Part of a data file:
================
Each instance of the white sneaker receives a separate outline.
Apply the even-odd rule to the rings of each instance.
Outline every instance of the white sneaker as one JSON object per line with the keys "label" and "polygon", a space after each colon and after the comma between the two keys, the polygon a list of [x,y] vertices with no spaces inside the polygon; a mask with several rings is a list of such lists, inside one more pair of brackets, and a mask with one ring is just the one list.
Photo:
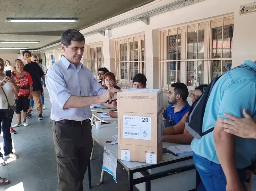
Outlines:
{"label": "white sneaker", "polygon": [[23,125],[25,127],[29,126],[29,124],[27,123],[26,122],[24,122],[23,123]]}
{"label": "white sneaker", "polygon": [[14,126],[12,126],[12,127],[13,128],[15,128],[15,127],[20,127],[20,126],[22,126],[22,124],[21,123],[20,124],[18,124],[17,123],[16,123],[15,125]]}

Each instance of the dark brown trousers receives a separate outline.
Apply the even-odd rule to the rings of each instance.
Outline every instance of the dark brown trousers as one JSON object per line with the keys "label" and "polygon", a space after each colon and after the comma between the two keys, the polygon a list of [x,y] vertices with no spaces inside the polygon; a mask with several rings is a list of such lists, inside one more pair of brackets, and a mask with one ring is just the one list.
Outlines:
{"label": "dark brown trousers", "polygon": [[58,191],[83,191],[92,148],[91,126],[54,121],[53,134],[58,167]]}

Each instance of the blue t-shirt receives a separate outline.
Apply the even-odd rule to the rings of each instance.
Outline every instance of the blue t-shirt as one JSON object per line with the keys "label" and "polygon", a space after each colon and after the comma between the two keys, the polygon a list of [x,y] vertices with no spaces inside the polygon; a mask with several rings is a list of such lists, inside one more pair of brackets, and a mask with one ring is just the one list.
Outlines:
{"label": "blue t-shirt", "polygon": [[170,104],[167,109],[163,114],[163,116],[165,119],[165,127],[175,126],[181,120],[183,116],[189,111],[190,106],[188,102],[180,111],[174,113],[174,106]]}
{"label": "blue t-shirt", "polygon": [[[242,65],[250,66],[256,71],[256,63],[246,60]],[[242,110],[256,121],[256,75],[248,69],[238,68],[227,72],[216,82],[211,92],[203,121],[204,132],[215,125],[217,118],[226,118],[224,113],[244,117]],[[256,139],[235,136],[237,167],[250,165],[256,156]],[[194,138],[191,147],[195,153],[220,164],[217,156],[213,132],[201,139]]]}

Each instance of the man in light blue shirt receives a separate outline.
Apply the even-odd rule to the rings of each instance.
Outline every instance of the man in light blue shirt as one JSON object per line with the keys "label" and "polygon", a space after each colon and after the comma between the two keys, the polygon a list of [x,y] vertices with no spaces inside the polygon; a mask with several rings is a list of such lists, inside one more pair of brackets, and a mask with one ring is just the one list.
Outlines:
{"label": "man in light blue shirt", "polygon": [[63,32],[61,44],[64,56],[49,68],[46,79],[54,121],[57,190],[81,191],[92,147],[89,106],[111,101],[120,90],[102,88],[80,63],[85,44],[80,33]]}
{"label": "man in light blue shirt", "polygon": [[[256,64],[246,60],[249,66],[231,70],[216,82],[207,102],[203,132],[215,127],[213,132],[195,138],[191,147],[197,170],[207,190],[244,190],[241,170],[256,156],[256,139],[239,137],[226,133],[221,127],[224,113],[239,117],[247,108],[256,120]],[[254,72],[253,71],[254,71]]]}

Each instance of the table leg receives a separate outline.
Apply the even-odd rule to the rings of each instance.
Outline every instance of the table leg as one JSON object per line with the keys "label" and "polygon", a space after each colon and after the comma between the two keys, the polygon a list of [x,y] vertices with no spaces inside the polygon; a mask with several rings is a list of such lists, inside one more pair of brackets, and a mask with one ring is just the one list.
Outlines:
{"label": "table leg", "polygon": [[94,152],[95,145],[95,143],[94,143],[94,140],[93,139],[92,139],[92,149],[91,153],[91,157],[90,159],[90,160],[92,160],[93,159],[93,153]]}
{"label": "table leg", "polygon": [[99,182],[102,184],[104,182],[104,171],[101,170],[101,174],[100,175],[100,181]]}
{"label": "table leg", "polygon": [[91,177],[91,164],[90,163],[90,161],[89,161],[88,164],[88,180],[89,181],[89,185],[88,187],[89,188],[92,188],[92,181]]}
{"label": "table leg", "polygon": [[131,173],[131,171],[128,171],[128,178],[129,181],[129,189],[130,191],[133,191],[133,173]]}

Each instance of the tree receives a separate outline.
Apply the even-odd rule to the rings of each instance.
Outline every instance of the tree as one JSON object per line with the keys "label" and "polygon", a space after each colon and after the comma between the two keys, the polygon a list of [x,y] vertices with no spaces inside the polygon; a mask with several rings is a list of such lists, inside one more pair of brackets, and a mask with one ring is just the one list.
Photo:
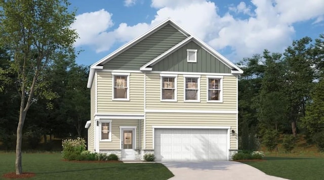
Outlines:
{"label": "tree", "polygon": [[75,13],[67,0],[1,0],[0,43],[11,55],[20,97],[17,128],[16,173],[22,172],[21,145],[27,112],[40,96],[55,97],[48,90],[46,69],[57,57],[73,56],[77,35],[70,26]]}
================
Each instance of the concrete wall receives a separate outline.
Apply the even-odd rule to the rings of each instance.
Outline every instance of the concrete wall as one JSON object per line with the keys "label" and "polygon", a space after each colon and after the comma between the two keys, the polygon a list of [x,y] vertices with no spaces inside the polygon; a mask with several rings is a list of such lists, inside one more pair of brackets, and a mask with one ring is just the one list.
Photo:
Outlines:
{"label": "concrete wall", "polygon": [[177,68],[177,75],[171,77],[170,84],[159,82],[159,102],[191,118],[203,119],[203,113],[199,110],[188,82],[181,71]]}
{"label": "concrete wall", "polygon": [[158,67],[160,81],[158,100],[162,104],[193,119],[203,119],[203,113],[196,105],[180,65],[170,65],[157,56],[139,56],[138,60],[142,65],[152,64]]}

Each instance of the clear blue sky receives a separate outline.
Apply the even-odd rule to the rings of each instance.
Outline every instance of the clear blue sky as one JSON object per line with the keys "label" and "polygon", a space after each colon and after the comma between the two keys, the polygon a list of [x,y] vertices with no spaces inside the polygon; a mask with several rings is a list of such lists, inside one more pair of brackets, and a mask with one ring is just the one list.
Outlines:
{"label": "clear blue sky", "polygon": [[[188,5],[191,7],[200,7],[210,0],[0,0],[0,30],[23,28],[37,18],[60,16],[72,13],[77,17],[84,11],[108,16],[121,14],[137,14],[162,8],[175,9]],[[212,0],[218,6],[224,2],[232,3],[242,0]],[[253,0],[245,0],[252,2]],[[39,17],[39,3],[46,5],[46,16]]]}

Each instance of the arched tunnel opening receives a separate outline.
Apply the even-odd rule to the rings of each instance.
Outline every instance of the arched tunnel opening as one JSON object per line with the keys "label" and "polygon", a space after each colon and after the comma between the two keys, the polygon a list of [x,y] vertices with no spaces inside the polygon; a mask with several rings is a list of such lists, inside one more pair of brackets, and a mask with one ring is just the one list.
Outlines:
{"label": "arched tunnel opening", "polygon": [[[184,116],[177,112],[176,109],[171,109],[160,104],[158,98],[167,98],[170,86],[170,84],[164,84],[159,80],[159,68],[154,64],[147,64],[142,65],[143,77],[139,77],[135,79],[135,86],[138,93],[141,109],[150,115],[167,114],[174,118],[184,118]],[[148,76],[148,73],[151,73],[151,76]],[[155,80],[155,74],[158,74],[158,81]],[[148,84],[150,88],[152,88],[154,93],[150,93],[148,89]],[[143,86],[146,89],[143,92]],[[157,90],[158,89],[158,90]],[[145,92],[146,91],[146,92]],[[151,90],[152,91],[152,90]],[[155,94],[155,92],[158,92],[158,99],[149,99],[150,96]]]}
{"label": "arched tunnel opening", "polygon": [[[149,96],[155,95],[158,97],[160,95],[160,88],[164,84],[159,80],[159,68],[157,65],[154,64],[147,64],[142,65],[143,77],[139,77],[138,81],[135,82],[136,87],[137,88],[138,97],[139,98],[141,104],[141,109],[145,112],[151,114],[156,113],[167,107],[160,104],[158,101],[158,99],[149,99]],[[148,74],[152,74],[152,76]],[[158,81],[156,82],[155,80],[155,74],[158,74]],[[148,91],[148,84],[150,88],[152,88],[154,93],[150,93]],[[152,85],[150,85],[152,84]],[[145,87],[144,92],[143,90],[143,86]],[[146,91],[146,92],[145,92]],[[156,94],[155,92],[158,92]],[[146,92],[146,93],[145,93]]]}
================
Work to do:
Convert the lines from the one containing "Each instance of the arched" through the one containing "Outline every instance of the arched" into a JSON list of strings, one string per line, with blank lines omitted.

Solution:
[
  "Each instance of the arched tunnel opening receives a separate outline.",
  "Apply the even-odd rule to the rings of each instance.",
  "Outline every instance of the arched tunnel opening as one JSON object per line with the keys \"label\" and \"polygon\", a space after each colon and after the comma between the two keys, the polygon a list of [x,y] vertices with no spaces inside the polygon; a mask with several rings is a list of such lists, inside one more pair of brackets, and a mask with one ring is just the one list."
]